Task description:
From the forum thread below about acclimating newly shipped fish, extract the passage that runs from "## cajunamy (Apr" to "least I believe.", reproducing it word for word.

Document extract:

►

# Aquabid Acclimation and other questions with photos.



## GreenTea (Jan 31, 2011)

Hey guys, so I am receiving some girls through Jennifer in about a week and a half. I have searched the board and not found a sticky or any helpful information on these topics. I know the threads are out there though so if you know them feel free to post them here. Also I hope I'm not offending anyone but please only reply to my questions if you are sure of your answers and/or had personal experiences with them! Lately I've seen a lot of people giving advice on everything from breeding to snails and when corrected say "Oh yeah I don't really know anything about this." It's like OK...why did you comment with advice then?! It can be dangerous. If you don't have any applicable info, there's still a question for you at the bottom 



My first set of questions is on water - If the water in their bags is the Thai water, how long should I acclimate them for? I've heard fifteen minutes of temperature acclimation, and then adding small amounts of new water for the next 12 hours or so. Is that right? Do they need to be in a dark room for a few hours since they've been in the box? Does anyone know if Jennifer changes their bag water? I emailed her asking but no response yet. If she does, how long should I acclimate from her water? It's many many states from me.

My second set of questions is on my sorority tank - I have set up a 20 gal long tank with real and fake plants. I will be adding more things before they are introduced, hiding spots and such. It is cycled, heated, and filtered. All of these girls are coming from the same breeder. Should I acclimate them in their bags in this tank so that they can see each other and get used to one another? Or should I acclimate them separately before introducing them to reduce stress? Once they've been properly acclimated, how long should I float them in their new tank, getting used to one another for? I have heard two days. This sorority will have cost me about 200 hundred after all is said and done, and I want to do this right!

And lasty, breeding in regards to the girls - I got these girls hopefully to use as breeding stock with my two dragon hmpks and my giant hmpks. Is it ok to condition them all with the food for a few weeks? Will they become aggressive with one another? Would it be best to pull a few girls from the sorority and condition them separately? I want to disturb the order of the sorority as little as possible to keep the peace.

And here are photos of my hmpk girls! One or two more may be added as well :

















































Anyone have any tank theme ideas? I'm not into the whole princess theme so much, and have basically ran out of the natural planted tank ideas on my boys tanks.


----------



## cajunamy (Apr 28, 2011)

_My first set of questions is on water - _
I always open my package in a room with a little light - if it's daytime no lights on other than the light coming in the windows. I'll look at them then put them back in the box for maybe 10-15 minutes. I've left them in their bags up to a day already with no ill effects, HOWEVER I wouldn't advise doing that! I only did it due to extenuating circumstances. As for acclimation, I acclimate them like any other fish I buy - over an hour or so, adding water every 10ish minutes. When they come to the US the transhippers change their bags - at least I believe.
_
My second set of questions is on my sorority tank -_
I've never acclimated my girls to each other or to the tank b/c they were always coming from my water into the 55. When I add new girls I honestly just put them in.

◄

Records shown:
►

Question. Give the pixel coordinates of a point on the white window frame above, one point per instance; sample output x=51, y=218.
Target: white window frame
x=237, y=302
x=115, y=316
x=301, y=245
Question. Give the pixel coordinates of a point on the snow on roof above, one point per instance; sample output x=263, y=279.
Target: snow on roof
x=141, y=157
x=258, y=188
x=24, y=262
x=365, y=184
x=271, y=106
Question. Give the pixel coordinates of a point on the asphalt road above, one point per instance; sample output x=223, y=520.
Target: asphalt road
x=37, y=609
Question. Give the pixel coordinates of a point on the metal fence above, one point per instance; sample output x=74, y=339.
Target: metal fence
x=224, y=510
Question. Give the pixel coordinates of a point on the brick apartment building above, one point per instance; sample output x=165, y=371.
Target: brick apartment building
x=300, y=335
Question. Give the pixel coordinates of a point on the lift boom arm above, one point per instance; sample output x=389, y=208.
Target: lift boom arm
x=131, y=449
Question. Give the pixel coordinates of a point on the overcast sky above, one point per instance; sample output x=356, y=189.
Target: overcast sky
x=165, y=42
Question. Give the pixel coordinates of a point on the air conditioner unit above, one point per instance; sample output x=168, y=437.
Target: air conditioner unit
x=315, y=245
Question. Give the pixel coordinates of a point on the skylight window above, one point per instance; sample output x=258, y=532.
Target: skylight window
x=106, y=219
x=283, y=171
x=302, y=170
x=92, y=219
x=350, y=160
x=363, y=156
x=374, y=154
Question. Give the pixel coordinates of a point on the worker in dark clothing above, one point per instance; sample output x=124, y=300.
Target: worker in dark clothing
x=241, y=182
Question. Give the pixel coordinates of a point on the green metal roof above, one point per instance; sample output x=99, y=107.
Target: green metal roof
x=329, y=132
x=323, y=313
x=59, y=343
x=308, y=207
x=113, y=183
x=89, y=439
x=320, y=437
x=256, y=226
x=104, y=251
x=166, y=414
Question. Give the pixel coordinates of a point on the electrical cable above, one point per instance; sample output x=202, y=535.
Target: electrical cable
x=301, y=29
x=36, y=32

◄

Exercise response:
## cajunamy (Apr 28, 2011)

_My first set of questions is on water - _
I always open my package in a room with a little light - if it's daytime no lights on other than the light coming in the windows. I'll look at them then put them back in the box for maybe 10-15 minutes. I've left them in their bags up to a day already with no ill effects, HOWEVER I wouldn't advise doing that! I only did it due to extenuating circumstances. As for acclimation, I acclimate them like any other fish I buy - over an hour or so, adding water every 10ish minutes. When they come to the US the transhippers change their bags - at least I believe.